**Short task**. Copy the rows starting at the line that contains "Expected: a single pin indicated on each instance of the rocky" and ending at the line that contains "(1214, 806)", both lines included, with the request lines kept unchanged. Offset every number in the answer coordinates by adding 62 to it.

**Task material**.

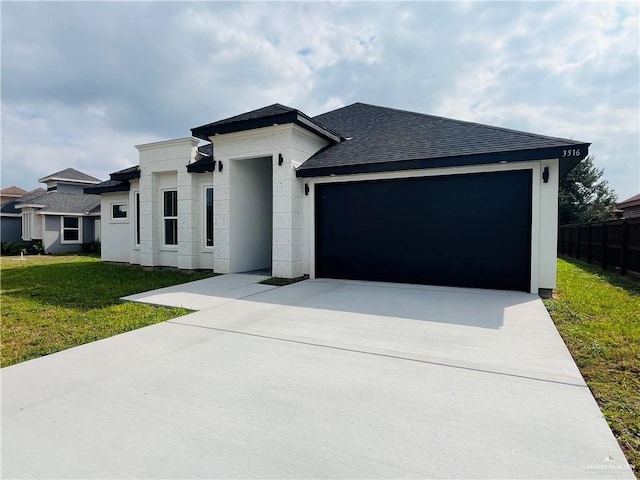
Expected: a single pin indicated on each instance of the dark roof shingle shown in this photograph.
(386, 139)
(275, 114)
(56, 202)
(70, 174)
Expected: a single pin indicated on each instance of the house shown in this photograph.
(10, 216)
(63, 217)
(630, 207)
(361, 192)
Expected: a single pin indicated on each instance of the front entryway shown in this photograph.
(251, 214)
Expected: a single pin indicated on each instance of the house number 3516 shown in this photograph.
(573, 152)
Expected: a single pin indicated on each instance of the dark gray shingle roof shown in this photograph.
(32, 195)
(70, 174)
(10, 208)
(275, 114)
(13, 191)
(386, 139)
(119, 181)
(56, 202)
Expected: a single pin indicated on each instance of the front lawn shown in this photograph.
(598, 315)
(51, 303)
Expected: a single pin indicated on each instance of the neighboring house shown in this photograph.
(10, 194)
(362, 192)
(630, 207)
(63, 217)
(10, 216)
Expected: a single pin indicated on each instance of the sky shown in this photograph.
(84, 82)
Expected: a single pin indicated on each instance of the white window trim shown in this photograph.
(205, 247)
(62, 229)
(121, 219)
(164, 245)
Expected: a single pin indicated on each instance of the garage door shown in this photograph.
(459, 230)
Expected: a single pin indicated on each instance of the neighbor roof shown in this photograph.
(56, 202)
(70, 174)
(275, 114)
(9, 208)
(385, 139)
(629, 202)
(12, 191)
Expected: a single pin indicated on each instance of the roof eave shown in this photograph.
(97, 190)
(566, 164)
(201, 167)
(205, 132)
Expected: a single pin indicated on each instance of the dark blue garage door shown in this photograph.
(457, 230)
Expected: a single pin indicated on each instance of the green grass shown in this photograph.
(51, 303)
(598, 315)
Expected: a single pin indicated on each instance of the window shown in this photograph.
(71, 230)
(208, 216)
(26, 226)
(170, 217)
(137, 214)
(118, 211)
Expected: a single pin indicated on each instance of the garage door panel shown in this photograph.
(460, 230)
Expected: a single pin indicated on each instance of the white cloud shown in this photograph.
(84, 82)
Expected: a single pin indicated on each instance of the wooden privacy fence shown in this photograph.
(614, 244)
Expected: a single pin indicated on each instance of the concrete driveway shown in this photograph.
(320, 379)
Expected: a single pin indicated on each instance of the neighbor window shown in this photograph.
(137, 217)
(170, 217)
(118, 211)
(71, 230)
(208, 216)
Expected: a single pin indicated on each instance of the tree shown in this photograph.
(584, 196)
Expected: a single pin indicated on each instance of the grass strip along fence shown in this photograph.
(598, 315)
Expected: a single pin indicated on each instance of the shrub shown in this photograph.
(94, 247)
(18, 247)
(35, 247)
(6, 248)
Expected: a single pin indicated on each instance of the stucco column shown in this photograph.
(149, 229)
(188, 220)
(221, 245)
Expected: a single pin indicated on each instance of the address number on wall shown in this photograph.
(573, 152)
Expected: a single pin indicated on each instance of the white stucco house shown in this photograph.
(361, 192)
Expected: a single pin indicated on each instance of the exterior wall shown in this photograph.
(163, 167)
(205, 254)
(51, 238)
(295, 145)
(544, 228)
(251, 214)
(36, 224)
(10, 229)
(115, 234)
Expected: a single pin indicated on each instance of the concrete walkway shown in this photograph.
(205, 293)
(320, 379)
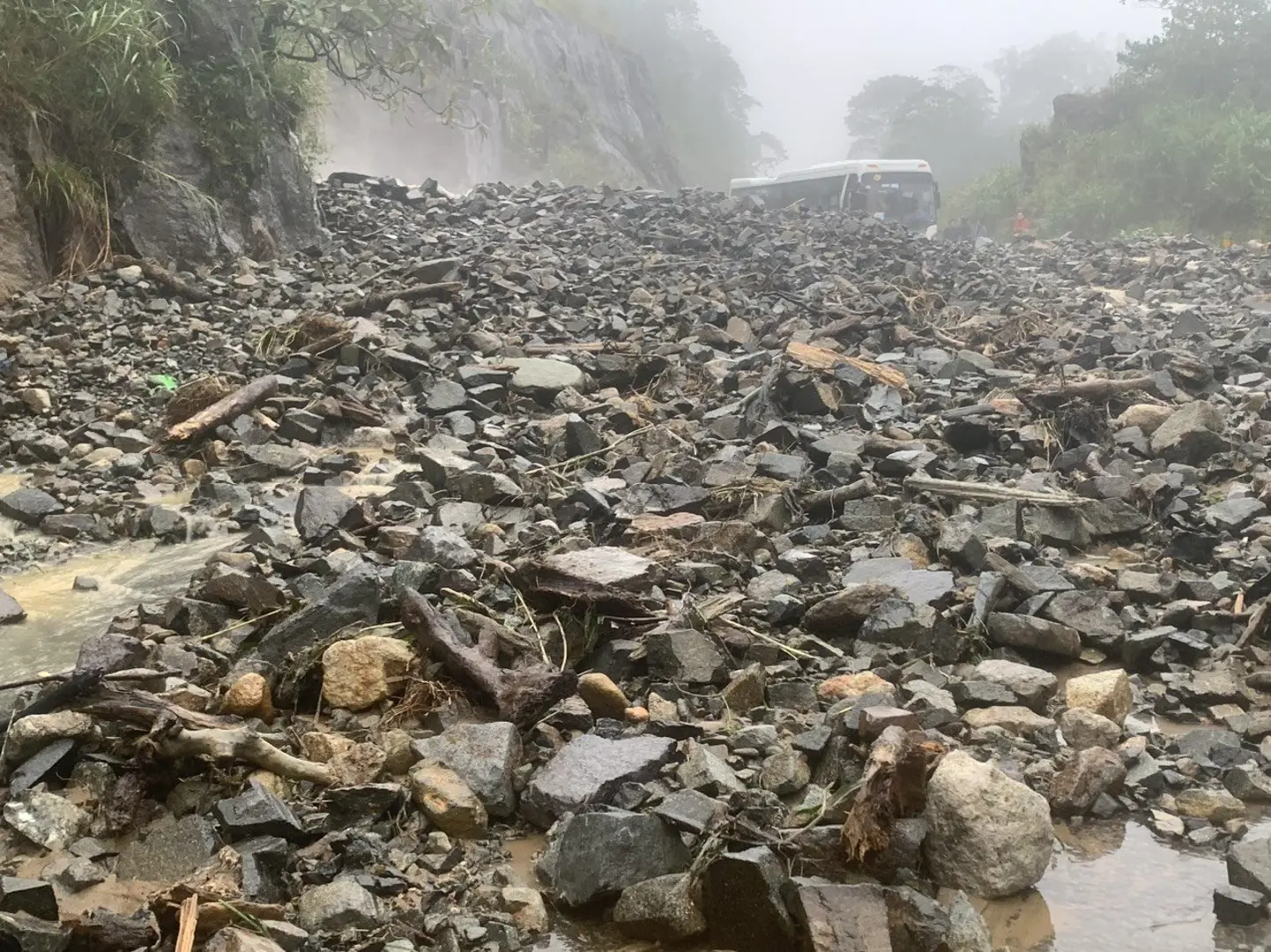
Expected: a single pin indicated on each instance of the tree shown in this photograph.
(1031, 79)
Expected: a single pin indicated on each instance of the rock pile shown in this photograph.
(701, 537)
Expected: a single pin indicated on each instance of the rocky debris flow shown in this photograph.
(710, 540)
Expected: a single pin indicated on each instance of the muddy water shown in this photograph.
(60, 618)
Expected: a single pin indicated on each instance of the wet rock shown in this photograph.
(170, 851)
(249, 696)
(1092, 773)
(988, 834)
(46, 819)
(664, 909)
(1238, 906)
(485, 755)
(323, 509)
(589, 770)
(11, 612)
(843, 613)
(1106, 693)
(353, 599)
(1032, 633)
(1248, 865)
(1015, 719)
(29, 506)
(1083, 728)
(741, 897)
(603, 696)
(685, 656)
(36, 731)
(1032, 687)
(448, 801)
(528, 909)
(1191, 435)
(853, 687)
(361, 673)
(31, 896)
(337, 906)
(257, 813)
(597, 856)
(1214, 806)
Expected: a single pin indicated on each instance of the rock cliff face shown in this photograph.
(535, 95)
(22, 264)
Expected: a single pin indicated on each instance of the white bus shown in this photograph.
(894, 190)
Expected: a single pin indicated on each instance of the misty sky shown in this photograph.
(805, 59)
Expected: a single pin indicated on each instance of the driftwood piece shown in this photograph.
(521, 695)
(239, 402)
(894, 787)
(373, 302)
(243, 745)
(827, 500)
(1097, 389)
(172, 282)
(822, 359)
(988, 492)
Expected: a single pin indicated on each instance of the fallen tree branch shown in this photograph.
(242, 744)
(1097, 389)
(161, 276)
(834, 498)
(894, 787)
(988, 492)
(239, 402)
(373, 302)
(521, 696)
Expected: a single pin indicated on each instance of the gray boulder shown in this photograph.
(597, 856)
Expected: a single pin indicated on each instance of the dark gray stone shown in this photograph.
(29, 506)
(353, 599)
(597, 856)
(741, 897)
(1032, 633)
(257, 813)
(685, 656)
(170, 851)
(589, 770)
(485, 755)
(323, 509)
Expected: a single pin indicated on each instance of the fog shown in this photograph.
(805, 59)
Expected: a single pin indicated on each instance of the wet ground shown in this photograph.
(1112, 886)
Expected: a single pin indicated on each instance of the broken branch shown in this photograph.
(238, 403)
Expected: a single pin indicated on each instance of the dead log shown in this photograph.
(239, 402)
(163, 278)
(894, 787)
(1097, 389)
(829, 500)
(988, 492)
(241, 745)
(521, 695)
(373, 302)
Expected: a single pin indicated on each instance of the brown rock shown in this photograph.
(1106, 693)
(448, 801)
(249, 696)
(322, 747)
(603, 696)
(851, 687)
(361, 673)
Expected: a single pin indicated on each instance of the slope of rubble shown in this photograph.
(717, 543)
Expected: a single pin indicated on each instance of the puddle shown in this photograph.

**Response to this exercise**.
Expected: a single pin indicated on each instance of the rocky debris flow shown in this photograph.
(772, 602)
Expected: a single pin indicated on each instance of the muddy water shown in this photograph.
(122, 680)
Expected: a single pin indicated on each instance of the wet rock shown in this photograph.
(232, 913)
(311, 758)
(1154, 835)
(1050, 896)
(108, 881)
(726, 971)
(1300, 968)
(547, 817)
(385, 571)
(651, 832)
(73, 674)
(905, 675)
(1168, 755)
(415, 661)
(1094, 695)
(1310, 927)
(1077, 781)
(91, 568)
(1145, 790)
(803, 959)
(665, 758)
(747, 718)
(98, 793)
(1094, 749)
(510, 863)
(590, 971)
(1253, 497)
(915, 749)
(423, 735)
(93, 958)
(399, 968)
(319, 875)
(659, 918)
(1276, 868)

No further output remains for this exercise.